Copy the records from the line holding "In this picture, which region holds the palm" through the end of the records, inclusive, with "leaf blade" replaced by "flat leaf blade" and everything else unchanged. Give only those lines.

(begin)

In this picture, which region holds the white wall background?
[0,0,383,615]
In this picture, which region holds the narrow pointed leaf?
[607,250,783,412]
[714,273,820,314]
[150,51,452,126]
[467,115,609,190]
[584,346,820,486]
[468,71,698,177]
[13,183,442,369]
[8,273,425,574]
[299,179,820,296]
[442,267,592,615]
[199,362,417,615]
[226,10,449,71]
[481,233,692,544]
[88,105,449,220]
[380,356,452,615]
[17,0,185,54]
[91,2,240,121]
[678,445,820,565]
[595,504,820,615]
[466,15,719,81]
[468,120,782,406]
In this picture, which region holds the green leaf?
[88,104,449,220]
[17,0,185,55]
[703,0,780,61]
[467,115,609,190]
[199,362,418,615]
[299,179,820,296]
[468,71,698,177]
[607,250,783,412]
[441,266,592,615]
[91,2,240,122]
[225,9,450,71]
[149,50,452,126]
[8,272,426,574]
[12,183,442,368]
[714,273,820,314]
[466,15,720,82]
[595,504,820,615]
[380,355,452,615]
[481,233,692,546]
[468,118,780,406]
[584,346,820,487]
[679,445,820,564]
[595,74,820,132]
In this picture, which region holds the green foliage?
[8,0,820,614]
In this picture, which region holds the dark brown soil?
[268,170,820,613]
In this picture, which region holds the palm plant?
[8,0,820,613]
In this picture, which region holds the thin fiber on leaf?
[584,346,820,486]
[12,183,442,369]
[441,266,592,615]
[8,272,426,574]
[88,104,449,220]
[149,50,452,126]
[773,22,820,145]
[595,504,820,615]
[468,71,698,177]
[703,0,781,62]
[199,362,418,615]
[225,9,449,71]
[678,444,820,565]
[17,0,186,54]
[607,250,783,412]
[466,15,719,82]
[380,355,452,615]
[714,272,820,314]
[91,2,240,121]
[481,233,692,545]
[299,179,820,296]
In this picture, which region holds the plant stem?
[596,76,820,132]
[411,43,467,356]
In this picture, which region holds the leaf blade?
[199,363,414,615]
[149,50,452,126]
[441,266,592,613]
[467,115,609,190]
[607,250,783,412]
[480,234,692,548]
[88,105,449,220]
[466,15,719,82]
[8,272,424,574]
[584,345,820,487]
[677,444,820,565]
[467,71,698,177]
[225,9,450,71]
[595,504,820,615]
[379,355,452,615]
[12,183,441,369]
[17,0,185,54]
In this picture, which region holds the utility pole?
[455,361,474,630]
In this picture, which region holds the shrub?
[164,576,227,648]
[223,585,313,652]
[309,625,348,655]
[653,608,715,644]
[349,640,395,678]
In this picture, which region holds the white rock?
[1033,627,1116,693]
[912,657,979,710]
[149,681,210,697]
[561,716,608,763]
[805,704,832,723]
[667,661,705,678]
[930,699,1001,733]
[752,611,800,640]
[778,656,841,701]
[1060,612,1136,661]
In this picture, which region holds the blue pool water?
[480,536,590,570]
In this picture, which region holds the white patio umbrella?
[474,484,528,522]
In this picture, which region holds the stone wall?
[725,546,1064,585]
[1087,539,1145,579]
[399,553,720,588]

(end)

- **OUTPUT FOR THIS EXERCISE**
In this picture, which region holds the palm plant?
[8,0,820,613]
In this picture, which region holds the thin fiber on leaf?
[584,346,820,486]
[12,183,442,369]
[441,266,592,615]
[8,272,426,574]
[88,104,449,220]
[149,50,452,126]
[773,22,820,145]
[595,504,820,615]
[468,71,698,177]
[703,0,781,62]
[199,362,418,615]
[225,9,449,71]
[678,444,820,565]
[17,0,186,54]
[607,250,783,412]
[466,15,719,82]
[380,355,452,615]
[714,272,820,314]
[91,2,240,121]
[481,233,692,545]
[299,179,820,296]
In this picture, which region holds the plant stem?
[596,76,820,132]
[411,43,467,356]
In this picture, which region holds the flat leaf blade?
[199,363,414,615]
[149,50,452,126]
[441,266,592,613]
[467,115,609,190]
[607,250,783,412]
[480,234,692,548]
[88,105,449,220]
[466,15,719,82]
[8,272,424,574]
[584,345,820,487]
[677,444,820,565]
[467,71,698,177]
[225,9,450,71]
[595,504,820,615]
[379,355,452,615]
[12,183,441,369]
[17,0,185,54]
In this picture, which region holds the utility pole?
[455,361,474,630]
In this picture, which region holds the shrub?
[164,576,227,648]
[223,585,313,652]
[309,625,348,655]
[653,608,715,644]
[349,640,395,678]
In this picture, which region holds the white rock?
[1033,627,1116,693]
[912,657,979,710]
[149,681,210,697]
[561,716,608,763]
[805,704,832,723]
[667,661,705,678]
[930,699,1001,733]
[752,611,800,640]
[778,656,841,701]
[1060,612,1136,661]
In this picture, which region holds the blue pool water?
[480,536,590,570]
In this picture, which region holds the white patio umbrella?
[474,484,528,522]
In this picture, which region holds the stone wall?
[725,546,1064,585]
[1087,539,1145,579]
[399,553,720,588]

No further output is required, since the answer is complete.